### Goal of the exercise
Copy out, exactly as written, only the line containing "Query: pink cloud" and the lines after it through the end of the records.

--- START ---

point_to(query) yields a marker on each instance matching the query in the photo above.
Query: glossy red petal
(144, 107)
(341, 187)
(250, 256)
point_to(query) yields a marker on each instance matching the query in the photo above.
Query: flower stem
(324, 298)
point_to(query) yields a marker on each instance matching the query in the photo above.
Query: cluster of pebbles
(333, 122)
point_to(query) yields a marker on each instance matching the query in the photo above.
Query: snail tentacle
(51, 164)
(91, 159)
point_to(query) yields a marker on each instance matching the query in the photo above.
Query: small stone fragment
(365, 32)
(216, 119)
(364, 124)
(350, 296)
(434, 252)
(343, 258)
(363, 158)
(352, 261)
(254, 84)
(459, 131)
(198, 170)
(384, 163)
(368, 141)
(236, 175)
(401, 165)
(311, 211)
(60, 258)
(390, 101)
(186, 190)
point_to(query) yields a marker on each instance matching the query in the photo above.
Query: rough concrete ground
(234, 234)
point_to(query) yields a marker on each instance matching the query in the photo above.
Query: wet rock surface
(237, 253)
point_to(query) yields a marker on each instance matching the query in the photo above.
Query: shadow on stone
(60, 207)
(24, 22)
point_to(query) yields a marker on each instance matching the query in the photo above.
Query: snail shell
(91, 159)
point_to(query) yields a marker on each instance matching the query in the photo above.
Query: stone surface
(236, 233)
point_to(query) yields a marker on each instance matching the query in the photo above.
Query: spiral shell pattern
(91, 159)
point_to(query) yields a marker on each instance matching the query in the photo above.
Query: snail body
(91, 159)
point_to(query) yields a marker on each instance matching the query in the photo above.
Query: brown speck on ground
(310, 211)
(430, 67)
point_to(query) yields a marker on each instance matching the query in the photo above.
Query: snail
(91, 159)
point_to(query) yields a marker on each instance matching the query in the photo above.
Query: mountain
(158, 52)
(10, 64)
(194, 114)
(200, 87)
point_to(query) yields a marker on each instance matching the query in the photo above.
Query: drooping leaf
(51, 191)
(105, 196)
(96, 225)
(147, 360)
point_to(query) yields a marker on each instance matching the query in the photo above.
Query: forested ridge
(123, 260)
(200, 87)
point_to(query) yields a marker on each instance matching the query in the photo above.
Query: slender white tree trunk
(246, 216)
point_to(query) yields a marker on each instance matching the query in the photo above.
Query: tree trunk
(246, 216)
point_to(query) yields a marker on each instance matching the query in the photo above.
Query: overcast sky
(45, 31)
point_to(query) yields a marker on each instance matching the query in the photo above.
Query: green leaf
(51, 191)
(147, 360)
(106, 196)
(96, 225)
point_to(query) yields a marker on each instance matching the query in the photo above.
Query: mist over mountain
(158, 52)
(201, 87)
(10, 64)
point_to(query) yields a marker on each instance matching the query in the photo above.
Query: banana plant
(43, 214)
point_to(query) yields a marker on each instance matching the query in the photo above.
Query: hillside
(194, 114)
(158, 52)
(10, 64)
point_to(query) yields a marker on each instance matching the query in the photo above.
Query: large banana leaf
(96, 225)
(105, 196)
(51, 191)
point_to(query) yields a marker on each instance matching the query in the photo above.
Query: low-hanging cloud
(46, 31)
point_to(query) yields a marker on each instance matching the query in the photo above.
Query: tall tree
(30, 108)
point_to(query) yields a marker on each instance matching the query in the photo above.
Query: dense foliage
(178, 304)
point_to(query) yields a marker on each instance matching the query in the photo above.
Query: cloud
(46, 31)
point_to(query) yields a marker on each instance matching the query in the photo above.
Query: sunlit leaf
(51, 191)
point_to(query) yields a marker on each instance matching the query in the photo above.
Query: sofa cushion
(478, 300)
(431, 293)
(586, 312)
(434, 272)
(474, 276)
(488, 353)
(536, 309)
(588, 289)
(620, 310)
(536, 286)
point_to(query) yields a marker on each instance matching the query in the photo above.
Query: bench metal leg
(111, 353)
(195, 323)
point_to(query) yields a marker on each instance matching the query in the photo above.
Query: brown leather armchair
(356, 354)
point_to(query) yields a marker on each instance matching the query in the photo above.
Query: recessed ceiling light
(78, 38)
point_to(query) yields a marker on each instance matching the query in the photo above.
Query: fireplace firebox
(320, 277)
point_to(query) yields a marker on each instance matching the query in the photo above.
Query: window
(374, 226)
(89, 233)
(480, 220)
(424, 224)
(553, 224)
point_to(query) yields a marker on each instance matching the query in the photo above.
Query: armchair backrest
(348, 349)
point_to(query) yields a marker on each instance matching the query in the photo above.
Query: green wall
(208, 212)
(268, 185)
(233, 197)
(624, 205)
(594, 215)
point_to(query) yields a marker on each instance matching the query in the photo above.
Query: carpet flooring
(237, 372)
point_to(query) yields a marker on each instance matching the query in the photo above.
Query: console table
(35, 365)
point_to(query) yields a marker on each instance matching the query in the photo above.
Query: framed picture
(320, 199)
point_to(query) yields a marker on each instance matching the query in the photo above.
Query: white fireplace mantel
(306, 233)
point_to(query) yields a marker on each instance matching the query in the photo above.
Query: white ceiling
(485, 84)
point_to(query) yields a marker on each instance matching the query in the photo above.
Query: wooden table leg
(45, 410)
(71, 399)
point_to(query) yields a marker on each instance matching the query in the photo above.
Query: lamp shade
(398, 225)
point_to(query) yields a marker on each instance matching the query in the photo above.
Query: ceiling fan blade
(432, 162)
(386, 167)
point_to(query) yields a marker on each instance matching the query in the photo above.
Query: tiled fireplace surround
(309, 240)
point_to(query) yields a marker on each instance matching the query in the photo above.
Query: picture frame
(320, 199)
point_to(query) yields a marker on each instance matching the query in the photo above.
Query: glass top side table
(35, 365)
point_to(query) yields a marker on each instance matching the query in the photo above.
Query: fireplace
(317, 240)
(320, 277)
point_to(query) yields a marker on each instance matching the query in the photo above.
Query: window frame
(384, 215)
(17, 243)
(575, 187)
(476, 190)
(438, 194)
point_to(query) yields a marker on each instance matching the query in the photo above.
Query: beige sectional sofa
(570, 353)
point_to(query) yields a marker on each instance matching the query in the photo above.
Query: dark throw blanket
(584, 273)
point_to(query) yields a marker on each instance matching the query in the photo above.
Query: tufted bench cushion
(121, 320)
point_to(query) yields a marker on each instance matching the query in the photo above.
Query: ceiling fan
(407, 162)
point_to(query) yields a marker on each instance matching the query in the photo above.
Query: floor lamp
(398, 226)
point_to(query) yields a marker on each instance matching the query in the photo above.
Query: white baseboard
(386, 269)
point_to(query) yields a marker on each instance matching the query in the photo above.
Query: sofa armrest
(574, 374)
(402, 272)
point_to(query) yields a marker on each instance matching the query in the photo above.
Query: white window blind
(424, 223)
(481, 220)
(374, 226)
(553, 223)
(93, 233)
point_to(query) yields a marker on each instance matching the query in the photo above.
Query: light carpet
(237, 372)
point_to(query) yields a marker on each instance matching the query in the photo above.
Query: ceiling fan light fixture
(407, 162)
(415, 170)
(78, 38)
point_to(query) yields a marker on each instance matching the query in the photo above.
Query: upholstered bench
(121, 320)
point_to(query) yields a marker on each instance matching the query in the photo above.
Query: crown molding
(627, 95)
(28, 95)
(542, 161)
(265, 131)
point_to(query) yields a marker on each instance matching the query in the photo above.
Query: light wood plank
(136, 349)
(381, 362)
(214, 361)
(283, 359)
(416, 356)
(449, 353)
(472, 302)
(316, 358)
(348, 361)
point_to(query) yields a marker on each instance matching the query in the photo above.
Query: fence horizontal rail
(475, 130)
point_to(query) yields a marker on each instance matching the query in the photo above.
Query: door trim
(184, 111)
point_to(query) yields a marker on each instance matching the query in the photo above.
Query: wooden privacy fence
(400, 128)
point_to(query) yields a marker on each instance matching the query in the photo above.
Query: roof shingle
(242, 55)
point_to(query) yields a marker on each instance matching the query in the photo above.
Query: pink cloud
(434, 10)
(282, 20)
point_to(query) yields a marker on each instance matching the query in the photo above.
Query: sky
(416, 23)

--- END ---

### Response area
Query: pink cloud
(434, 10)
(282, 20)
point_to(query) yields a marker on each instance matching the query in the photo above.
Query: sky
(416, 23)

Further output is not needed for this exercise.